For this exercise, write out the full listing that follows exactly and skip its pictures.

Top of SUPPLIED MATERIAL

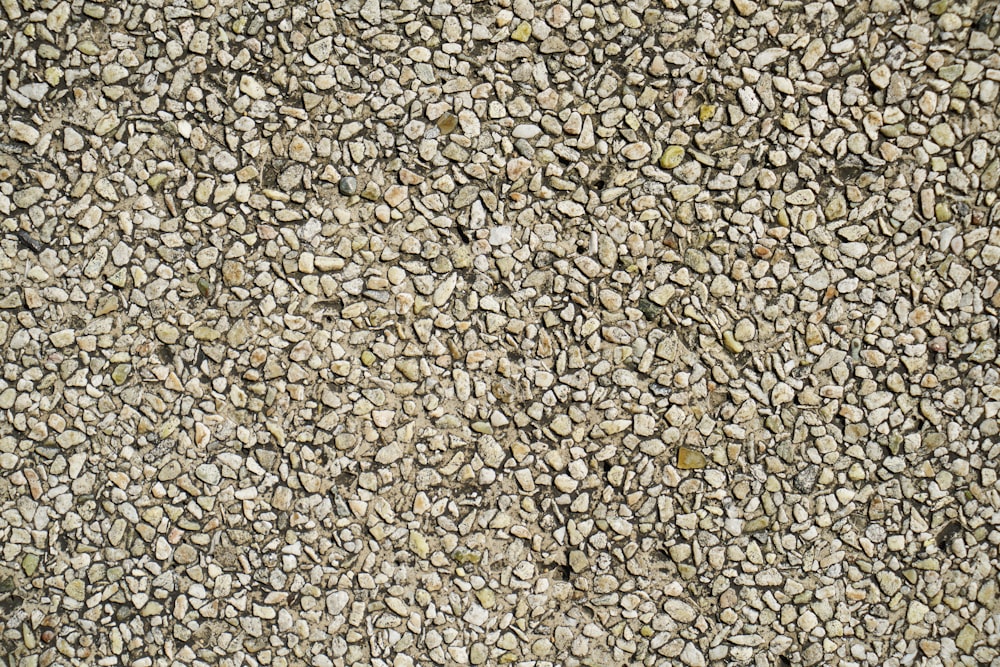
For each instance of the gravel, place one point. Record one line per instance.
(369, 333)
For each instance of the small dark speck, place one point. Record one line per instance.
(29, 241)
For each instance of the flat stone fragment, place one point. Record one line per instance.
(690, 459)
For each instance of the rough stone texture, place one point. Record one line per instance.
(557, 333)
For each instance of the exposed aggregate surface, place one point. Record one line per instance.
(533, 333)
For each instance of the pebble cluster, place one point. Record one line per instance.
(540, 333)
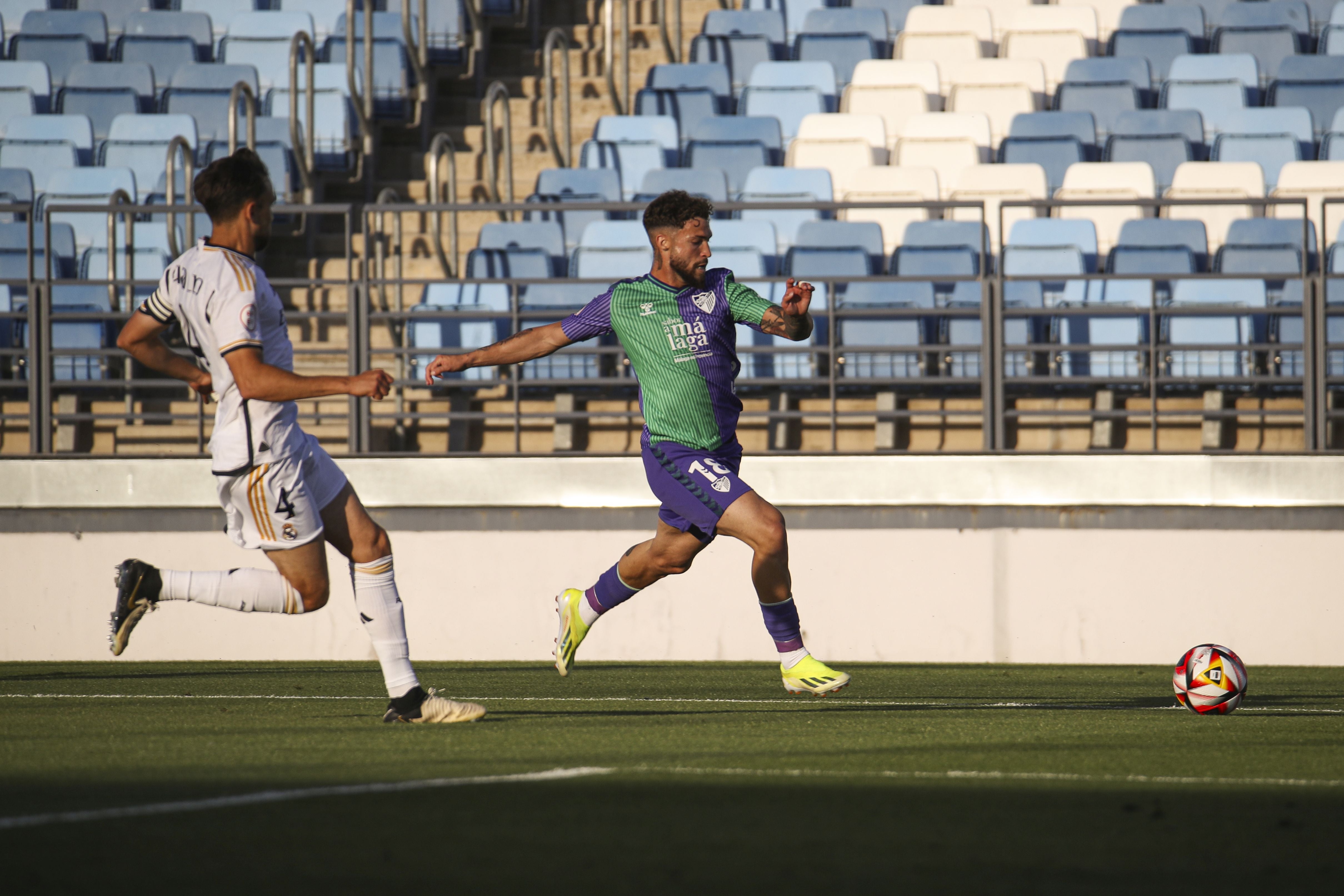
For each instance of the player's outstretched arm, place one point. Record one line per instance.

Bottom of SUPPLIED MATERIAL

### WRITTEN SOLUTION
For each instance of the gravel, place one point. Record one line per instance.
(369, 333)
For each instance of the small dark speck, place one point. Record one line per instance.
(29, 241)
For each instance of the flat stone fragment, place one point. Record one line per instance.
(690, 459)
For each instance of the rough stone texture, place one point. Record one line per instance.
(557, 333)
For each instance of the exposed aggregate surface, place one point. Record one line per instance.
(533, 333)
For each instance of the pebble cluster, place one point. Record one line per instance.
(540, 333)
For each instance of the player's outstretched arm, place one point. Record one line per instance.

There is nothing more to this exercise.